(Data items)
· · · ·
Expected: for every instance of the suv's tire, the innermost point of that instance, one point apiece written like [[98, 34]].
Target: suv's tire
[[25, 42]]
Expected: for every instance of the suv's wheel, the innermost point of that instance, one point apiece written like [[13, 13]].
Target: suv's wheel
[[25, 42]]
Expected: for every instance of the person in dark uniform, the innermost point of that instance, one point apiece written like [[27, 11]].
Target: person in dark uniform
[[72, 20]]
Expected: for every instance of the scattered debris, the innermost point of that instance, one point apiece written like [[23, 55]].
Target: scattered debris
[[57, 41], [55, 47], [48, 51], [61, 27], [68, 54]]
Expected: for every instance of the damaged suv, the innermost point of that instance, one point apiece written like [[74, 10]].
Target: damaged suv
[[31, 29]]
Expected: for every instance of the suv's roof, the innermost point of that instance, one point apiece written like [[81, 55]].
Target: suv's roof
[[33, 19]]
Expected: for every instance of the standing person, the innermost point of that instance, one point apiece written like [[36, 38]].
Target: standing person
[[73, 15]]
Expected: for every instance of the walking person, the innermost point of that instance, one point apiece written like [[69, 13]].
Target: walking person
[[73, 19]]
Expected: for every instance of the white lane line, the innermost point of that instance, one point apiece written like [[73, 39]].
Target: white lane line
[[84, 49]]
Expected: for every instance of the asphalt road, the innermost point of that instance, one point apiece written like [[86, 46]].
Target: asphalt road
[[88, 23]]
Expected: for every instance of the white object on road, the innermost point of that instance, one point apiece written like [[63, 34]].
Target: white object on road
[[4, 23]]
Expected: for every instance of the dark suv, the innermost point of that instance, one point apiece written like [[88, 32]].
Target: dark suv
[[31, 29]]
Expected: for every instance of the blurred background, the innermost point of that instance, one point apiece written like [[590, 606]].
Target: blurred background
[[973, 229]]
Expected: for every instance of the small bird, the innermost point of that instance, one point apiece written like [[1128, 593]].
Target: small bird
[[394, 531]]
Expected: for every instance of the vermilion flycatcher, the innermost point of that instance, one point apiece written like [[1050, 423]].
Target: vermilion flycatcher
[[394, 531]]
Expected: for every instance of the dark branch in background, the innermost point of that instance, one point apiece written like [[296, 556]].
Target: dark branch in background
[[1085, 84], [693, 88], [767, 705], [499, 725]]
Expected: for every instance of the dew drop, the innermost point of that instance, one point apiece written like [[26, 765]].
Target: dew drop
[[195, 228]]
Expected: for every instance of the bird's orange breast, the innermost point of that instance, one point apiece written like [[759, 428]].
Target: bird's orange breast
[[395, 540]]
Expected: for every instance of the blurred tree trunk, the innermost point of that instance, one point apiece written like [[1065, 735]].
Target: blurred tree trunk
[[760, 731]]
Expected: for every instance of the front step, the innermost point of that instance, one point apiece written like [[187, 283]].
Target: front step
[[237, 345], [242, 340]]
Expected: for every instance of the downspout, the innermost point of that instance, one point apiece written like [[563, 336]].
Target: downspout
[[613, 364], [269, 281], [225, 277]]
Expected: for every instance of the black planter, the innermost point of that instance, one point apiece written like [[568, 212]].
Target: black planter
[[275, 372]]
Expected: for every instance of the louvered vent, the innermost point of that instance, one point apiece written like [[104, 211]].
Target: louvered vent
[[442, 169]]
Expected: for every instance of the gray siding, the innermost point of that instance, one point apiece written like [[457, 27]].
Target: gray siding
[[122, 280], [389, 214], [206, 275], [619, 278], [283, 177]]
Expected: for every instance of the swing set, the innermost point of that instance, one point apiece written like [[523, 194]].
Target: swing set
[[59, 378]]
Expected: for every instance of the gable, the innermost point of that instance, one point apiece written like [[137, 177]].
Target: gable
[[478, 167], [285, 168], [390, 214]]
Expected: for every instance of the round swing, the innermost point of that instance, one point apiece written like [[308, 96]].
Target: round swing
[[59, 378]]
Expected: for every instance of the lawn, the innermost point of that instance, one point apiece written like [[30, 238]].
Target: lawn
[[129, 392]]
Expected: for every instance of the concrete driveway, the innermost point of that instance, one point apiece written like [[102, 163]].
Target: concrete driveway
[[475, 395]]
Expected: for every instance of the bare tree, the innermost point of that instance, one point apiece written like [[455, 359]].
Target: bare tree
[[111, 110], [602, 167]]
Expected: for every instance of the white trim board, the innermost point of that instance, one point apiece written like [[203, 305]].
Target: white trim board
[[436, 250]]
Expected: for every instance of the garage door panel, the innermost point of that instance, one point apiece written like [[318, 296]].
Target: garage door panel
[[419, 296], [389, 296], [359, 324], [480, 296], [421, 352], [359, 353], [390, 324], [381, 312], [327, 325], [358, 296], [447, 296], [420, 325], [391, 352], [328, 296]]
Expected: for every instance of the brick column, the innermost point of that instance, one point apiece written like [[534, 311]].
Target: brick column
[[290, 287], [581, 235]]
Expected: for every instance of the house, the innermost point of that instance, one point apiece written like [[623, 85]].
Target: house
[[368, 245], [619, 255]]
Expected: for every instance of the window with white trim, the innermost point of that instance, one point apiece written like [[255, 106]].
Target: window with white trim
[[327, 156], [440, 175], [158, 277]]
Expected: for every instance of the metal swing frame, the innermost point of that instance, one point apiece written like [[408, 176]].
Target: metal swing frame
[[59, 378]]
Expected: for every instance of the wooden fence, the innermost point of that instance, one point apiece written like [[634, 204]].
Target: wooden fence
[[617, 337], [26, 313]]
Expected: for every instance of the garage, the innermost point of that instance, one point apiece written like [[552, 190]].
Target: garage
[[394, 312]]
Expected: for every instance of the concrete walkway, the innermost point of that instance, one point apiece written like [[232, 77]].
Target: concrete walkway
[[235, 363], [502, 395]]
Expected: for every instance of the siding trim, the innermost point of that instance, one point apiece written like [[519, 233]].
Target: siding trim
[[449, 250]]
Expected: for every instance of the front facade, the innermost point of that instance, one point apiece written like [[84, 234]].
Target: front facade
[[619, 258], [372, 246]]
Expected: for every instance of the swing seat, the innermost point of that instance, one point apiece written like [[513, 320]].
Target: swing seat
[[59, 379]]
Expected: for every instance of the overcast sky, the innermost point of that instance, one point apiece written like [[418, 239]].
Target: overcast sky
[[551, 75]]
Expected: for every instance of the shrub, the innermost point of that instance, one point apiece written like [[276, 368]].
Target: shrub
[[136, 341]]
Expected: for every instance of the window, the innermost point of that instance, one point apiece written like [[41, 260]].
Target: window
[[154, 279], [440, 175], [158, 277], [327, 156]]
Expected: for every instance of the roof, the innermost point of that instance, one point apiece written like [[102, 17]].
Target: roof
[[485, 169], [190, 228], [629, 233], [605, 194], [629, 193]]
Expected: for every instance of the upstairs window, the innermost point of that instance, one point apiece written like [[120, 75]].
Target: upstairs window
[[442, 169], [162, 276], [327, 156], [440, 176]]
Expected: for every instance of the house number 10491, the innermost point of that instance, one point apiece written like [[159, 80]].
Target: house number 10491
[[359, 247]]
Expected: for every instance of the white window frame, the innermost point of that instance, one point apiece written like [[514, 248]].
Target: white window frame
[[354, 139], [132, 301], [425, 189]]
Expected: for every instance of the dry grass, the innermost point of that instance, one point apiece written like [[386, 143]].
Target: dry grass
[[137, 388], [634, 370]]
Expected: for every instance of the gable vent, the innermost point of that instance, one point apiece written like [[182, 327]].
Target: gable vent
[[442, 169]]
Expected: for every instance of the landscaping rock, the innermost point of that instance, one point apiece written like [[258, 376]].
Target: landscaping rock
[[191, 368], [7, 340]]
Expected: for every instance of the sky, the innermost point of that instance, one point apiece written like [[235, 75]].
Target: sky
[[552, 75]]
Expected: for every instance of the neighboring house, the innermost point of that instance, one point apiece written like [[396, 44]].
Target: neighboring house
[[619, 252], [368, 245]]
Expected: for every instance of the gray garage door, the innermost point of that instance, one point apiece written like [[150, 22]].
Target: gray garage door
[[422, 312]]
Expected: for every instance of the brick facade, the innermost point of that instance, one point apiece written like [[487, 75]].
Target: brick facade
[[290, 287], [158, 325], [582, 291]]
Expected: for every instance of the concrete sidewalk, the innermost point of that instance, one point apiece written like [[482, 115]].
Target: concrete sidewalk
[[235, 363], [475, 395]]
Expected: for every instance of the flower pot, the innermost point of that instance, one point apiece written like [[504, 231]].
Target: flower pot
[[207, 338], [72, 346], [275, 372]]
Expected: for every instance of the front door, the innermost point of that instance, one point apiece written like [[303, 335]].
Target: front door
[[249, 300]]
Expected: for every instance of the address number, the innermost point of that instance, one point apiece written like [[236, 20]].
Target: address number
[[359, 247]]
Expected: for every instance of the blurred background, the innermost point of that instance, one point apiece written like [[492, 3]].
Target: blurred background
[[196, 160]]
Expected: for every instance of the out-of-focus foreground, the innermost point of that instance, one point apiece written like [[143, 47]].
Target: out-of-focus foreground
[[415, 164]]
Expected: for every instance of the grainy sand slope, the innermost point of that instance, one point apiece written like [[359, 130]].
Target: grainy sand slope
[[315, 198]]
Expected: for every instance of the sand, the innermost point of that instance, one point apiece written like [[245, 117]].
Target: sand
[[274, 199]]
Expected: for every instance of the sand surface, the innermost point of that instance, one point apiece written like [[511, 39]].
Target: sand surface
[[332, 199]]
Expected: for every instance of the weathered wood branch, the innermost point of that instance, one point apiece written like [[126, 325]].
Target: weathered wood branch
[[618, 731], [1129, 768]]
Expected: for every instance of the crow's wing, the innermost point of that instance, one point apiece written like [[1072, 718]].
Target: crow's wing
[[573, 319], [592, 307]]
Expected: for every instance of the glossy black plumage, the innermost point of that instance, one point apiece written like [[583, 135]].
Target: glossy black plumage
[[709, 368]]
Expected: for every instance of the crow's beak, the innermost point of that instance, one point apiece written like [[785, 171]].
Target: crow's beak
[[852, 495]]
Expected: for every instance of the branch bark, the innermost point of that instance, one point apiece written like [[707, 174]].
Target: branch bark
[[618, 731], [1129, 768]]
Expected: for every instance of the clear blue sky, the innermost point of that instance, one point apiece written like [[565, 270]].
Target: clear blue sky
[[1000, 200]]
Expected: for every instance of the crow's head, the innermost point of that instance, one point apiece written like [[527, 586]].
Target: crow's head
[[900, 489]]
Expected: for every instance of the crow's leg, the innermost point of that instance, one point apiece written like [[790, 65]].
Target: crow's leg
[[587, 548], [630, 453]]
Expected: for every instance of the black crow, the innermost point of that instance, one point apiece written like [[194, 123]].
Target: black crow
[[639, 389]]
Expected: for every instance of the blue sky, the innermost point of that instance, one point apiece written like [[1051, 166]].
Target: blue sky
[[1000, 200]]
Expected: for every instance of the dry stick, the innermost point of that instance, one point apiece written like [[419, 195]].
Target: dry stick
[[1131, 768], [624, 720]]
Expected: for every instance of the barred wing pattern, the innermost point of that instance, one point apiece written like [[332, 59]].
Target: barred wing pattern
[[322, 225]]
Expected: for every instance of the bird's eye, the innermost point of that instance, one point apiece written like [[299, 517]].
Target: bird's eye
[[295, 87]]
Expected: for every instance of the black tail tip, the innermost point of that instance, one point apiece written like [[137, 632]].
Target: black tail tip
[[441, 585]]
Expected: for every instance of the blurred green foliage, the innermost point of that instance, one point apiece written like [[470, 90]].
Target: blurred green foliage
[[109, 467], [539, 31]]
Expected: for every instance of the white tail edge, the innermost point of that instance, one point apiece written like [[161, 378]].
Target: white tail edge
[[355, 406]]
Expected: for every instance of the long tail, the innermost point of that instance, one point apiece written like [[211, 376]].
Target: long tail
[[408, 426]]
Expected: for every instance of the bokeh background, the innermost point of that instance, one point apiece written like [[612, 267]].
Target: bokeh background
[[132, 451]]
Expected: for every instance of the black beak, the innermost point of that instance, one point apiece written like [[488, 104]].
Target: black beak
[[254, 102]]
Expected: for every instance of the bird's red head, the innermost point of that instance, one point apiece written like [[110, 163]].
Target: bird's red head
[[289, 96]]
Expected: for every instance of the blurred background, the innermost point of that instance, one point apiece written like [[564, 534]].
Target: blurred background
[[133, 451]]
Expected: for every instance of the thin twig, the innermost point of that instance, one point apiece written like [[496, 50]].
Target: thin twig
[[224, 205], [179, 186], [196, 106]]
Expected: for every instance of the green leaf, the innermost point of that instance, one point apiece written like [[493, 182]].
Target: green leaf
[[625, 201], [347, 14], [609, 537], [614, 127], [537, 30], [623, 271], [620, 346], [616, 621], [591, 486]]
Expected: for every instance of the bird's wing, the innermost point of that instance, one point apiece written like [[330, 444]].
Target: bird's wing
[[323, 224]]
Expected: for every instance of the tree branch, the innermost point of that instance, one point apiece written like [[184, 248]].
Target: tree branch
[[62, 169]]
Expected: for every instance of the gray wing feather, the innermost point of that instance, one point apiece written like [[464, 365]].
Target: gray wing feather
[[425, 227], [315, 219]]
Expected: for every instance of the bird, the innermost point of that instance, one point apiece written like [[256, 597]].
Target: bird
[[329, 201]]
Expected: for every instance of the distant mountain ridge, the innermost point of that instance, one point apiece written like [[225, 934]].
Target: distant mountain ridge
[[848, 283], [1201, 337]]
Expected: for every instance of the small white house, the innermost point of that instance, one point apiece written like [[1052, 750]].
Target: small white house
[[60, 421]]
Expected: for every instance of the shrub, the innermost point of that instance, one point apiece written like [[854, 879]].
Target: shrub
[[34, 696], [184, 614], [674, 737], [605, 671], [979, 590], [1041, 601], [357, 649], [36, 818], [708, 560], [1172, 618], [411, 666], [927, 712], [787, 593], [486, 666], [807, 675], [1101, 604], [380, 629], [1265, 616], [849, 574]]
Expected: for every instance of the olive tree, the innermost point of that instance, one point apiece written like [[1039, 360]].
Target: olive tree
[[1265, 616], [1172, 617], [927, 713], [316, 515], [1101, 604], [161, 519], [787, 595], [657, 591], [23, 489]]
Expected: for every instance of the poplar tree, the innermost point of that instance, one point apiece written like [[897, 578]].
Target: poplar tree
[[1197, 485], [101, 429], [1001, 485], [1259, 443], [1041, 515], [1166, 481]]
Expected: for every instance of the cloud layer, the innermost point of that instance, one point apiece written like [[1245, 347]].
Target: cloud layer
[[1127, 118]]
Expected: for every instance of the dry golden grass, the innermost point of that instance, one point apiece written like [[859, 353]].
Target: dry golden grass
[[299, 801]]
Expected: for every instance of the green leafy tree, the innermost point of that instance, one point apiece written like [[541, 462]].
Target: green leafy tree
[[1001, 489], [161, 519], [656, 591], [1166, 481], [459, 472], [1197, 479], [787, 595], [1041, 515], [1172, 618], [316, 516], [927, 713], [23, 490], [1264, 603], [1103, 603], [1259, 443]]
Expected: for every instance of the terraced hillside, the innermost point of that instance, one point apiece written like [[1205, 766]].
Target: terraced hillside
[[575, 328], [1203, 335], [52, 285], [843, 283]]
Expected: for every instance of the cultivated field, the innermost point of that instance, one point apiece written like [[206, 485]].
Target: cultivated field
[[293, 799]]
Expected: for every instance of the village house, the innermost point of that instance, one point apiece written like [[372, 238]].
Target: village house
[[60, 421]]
· · · ·
- Problem to work on -
Lay out the rows between the line containing "Expected: for every instance of the scattered" and the line containing "[[1085, 84], [693, 88], [767, 705], [499, 725]]", inclusive, as a two-column CSV with the header input,output. Give one line per row, with its text under input and its answer under output, each in a single quoted field and with line breaks replaced by spaces.

- Full solution -
input,output
"Expected: for every instance of the scattered debris, the innermost point of that instance, one point apiece written like [[23, 55]]. Target: scattered debris","[[57, 41], [55, 47], [48, 51], [61, 27], [68, 54]]"
"Expected: for every instance of the damaged suv, the innermost point of that instance, one point apiece written like [[74, 10]]. Target: damaged suv","[[31, 29]]"
"Expected: for every instance of the suv's roof, the innermost point of that instance, one point apiece written like [[81, 55]]. Target: suv's roof","[[33, 19]]"
"Expected: for every instance of the standing person, the innermost point of that instance, one point apiece written like [[36, 38]]. Target: standing person","[[73, 15]]"
"Expected: for every instance of the walking person, the innermost point of that instance, one point apiece written like [[69, 13]]. Target: walking person","[[73, 19]]"
"Expected: for every instance of the white lane line, the innermost point of that instance, one point apiece written like [[73, 39]]. Target: white lane line","[[84, 49]]"
"Expected: for every instance of the asphalt road, the innermost point of that instance, one point apiece written like [[86, 46]]. Target: asphalt road","[[88, 23]]"
"Expected: for every instance of the white object on road, the innermost point of that instance, one point apiece written like [[63, 34]]. Target: white object on road","[[4, 23]]"
"Expected: for every instance of the dark suv, the innermost point of that instance, one point apiece written like [[88, 32]]. Target: dark suv","[[31, 29]]"
"Expected: for every instance of the blurred background, the innermost point of that instance, one point apiece written like [[590, 606]]. Target: blurred background","[[973, 229]]"
"Expected: for every instance of the small bird, the innermost point of that instance, one point apiece written like [[1128, 593]]. Target: small bird","[[394, 531]]"
"Expected: for every instance of the vermilion flycatcher, the innermost point of that instance, one point apiece written like [[1050, 423]]. Target: vermilion flycatcher","[[394, 531]]"
"Expected: for every instance of the dark branch in background, the innermost point of that instance, one point apiece written like [[296, 556]]. Target: dark branch in background","[[1085, 84], [693, 88], [767, 705], [499, 725]]"